§ **What this task involves**
Pick out every line in the material below that contains the word "white", and copy each of those lines. Matching is case-sensitive.

§ **Data listing**
-- Begin --

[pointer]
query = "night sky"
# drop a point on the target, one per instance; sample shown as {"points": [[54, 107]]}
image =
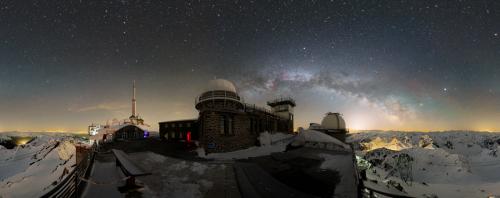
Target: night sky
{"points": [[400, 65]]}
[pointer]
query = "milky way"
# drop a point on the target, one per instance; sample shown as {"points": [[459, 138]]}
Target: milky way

-- End --
-- Begin --

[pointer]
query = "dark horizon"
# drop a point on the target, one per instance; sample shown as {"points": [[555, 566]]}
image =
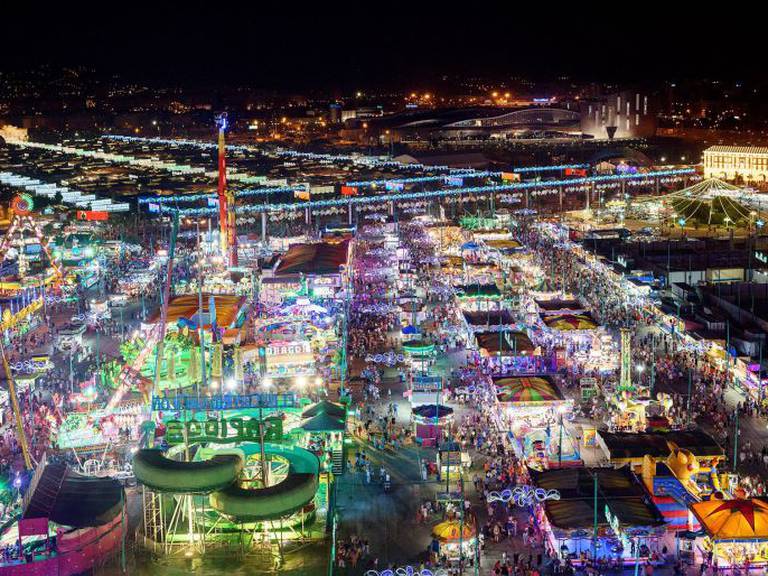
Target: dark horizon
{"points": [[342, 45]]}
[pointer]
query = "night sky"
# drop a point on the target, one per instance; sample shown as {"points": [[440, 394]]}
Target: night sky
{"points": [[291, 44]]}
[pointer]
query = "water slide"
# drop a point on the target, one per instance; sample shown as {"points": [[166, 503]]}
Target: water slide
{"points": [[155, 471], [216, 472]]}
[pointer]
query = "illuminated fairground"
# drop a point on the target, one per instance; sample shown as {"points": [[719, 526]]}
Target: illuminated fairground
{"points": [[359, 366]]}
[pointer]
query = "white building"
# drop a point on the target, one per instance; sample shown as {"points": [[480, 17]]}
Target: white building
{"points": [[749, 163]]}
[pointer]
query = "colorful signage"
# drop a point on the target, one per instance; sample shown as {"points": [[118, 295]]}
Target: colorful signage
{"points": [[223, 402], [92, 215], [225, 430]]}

-- End --

§ **Result of the exercise**
query = "white building"
Target: white building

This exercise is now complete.